Task requirements: Copy out the data word for word. The images are not part of the copy.

─── Record excerpts ───

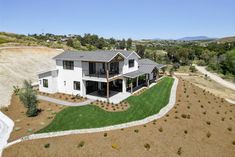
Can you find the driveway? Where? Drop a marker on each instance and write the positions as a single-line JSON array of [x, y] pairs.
[[216, 78], [6, 126]]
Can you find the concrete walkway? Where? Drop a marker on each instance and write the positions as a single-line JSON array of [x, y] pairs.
[[161, 113], [6, 127], [65, 103], [216, 78]]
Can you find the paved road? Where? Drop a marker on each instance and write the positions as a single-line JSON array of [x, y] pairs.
[[216, 78], [65, 103], [6, 126]]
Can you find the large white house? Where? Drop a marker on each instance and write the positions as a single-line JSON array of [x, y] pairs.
[[99, 74]]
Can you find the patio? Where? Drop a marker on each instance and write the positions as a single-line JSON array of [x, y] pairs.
[[115, 97]]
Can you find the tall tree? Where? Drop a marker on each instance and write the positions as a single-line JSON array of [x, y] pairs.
[[129, 44], [140, 49]]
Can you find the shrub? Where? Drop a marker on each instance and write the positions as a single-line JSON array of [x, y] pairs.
[[28, 97], [136, 130], [192, 69], [81, 144], [47, 145], [183, 115], [105, 134], [233, 142], [16, 90], [208, 134], [147, 146], [179, 151]]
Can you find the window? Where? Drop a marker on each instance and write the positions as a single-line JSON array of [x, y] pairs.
[[45, 83], [131, 63], [76, 85], [68, 65]]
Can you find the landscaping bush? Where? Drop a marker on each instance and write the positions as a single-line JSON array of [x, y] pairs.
[[81, 144], [47, 145], [146, 146], [28, 97], [192, 69]]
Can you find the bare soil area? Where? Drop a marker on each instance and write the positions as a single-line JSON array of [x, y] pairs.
[[20, 63], [211, 86], [200, 124], [27, 125]]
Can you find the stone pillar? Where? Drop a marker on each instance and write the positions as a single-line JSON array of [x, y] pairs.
[[124, 85], [137, 81]]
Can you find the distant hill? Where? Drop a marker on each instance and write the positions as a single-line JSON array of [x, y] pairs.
[[226, 39], [194, 38]]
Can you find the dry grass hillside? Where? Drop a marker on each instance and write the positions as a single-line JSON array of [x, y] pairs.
[[20, 63]]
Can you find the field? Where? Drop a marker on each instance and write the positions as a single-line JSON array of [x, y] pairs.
[[18, 64], [200, 124], [27, 125]]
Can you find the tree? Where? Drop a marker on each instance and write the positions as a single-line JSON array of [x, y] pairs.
[[192, 69], [70, 42], [128, 44], [28, 97], [140, 49]]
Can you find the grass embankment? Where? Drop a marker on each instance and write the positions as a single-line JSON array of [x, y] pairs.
[[148, 103]]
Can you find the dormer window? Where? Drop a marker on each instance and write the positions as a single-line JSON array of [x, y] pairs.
[[68, 65], [131, 63]]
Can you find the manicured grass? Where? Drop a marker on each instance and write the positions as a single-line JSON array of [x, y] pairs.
[[148, 103]]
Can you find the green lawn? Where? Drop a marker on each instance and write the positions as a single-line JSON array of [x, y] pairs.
[[148, 103]]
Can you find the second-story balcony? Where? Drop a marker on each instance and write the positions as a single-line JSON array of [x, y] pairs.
[[98, 70]]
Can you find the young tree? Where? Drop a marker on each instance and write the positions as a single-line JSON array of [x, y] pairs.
[[28, 97], [128, 44], [70, 42], [140, 49]]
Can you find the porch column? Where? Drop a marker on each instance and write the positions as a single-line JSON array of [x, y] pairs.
[[131, 86], [124, 85], [157, 75], [83, 85], [137, 81], [107, 78], [147, 77]]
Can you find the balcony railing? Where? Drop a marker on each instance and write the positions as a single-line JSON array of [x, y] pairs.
[[100, 74]]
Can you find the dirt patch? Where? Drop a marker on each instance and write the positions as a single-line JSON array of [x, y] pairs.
[[27, 125], [200, 124], [18, 64]]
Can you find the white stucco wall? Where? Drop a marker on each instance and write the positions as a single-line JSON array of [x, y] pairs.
[[52, 85], [126, 68], [67, 77]]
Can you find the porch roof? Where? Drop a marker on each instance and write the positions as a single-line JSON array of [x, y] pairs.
[[134, 74], [93, 56]]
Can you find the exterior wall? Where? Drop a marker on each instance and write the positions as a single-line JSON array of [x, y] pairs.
[[67, 77], [64, 82], [126, 68], [52, 85]]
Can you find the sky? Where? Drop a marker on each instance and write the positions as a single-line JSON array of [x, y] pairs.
[[137, 19]]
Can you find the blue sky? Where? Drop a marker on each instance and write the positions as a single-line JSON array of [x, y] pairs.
[[138, 19]]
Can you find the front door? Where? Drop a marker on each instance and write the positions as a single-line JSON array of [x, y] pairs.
[[92, 67]]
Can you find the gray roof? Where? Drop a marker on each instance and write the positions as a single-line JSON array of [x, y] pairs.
[[99, 56], [146, 66], [53, 73]]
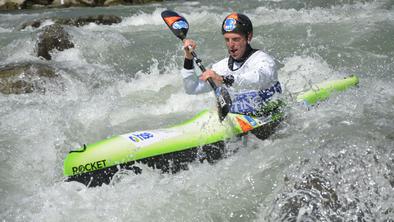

───

Task result:
Can you find the driveway? Where? Drop a marker on each instance and write the positions as a single-line JSON array of [x, y] pairs.
[[216, 78], [6, 126]]
Can you find the concrete walkway? Where? Drop a marker on each instance and write the positions as a single-line JSON array of [x, y] pairs.
[[161, 113], [6, 127], [65, 103], [216, 78]]
Can you find the paved road? Where? Drop a marker on each instance and write the positions as a single-line JSON array of [x, y] pairs.
[[216, 78], [65, 103], [6, 126]]
Can you find the large white house? Where? Drop a marker on each instance and write the positions as a single-line JSON array of [x, y] pairs.
[[99, 74]]
Can you find the patio? Where? Drop a marker on each instance and write the positions as a single-line JSON array of [x, y] pairs.
[[115, 97]]
Can you find the tall tree? Where? Drop a marker on each instance and write the positions as a single-line JSON array of [x, y] pairs.
[[129, 44], [140, 49]]
Can you find the shrub? Where? Drop a marker on each instance and write the positions as a single-line JSON array of [x, y] pairs.
[[28, 97], [136, 130], [192, 69], [81, 144], [47, 145], [183, 115], [105, 134], [233, 142], [16, 90], [208, 134], [147, 146], [179, 151]]
Can you find the window? Where? Drop a marker on each instance and write the positions as a single-line JSON array of [x, y] pairs.
[[45, 83], [131, 63], [76, 85], [68, 65]]
Can you find the landscaping bush? Where? Drop a marker on each instance and write the positions as a single-line JSON array of [x, y] pairs.
[[81, 144], [47, 145], [146, 146], [28, 97], [192, 69]]
Can you find the bare soil area? Where? Drop a marker on each instance and write the positions as a single-line JSON array of [x, y] pairs.
[[20, 63], [211, 86], [200, 124], [27, 125]]
Can you find the stone pillar? Where? Drop a marker on each instance and write the positions as a single-line JSON array of [x, y] pairs.
[[124, 85], [137, 81]]
Can you find the distant hill? Where? Drop a marker on each instance and write the positions as a single-line JSON array of [x, y] pairs.
[[226, 39], [194, 38]]
Can you find the dry grass hillside? Where? Drop a marker on each instance and write the positions as a single-line JSON array of [x, y] pairs.
[[20, 63]]
Can you find the field? Where? Drop a marker on each instance and write the positions as a single-line JSON array of [x, y] pairs.
[[18, 64], [200, 124], [27, 125]]
Can you find the tree? Where? Drop a marker on each instance and write the positions as a single-line JSON array of [x, y] pairs.
[[192, 69], [70, 42], [128, 44], [28, 97], [140, 49]]
Can you find the grass embankment? Where? Drop a marker on each instance and write the positions as a single-line JSON array of [x, y] pairs.
[[148, 103]]
Can you find the dormer window? Where? Drop a marker on each instance and write the positions as a single-line JSON array of [x, y] pairs.
[[68, 65], [131, 63]]
Can you find the manicured grass? Where? Drop a marker on each instance and write the positions as a single-line JSON array of [x, y] pairs.
[[148, 103]]
Can you find the green lawn? Where? Drop a marker on each instance and write the positions as a single-line JSON array of [x, y] pairs.
[[148, 103]]
Can you find the second-story balcony? Where? Drop a marker on each instance and write the positions as a single-line JSON array of [x, y] pairs.
[[98, 70]]
Can you find the young tree? Where? Drop a marker on each instance and write the positions as a single-line JSON array of [x, y] pairs.
[[28, 97], [128, 44], [70, 42], [140, 49]]
Can you find the porch column? Where? Drop a marker on each instance and write the positions as a single-line JSON array of [x, y] pairs.
[[131, 86], [124, 85], [157, 75], [83, 85], [137, 81], [107, 78], [147, 77]]
Can you find the balcony railing? Where? Drop a marker on each instance and write the positions as a single-line JSON array of [x, y] pairs.
[[100, 74]]
Can you find the dirt patch? Where? Drop a marker on each instance and write the positions as a single-line JSON array of [x, y] pairs.
[[27, 125], [200, 124], [18, 64]]
Can you find the white stucco wall? Where? Drop a marker on each instance and write the positions as a single-line JSON array of [x, y] pairs.
[[52, 85], [126, 68], [67, 77]]
Can you find the porch roof? Where? Drop a marker on each instance and write the positions as a single-line JSON array of [x, y] pairs.
[[134, 74], [93, 56]]
Can you find the exterior wall? Where? Drop a marker on each instance and write the positions as a single-line JSON array of [x, y] pairs.
[[67, 77], [64, 82], [126, 68], [52, 85]]
Can you find the sky? Where? Drop a marker on each instance and write the positions as a single-line JSON array of [x, y] pairs.
[[137, 19]]
Can you find the blue sky? Where? Drop a marker on each instance and write the positions as a single-line JSON array of [x, y] pairs.
[[138, 19]]
Can you find the front door? Where? Drop a marker on each instance and write the positions as a single-line JSON array of [x, y] pairs.
[[92, 67]]
Can you find the gray roof? Where? Drop a marker on each instance and write the positions as a single-line JSON array of [x, y] pairs.
[[99, 56], [146, 66], [53, 73]]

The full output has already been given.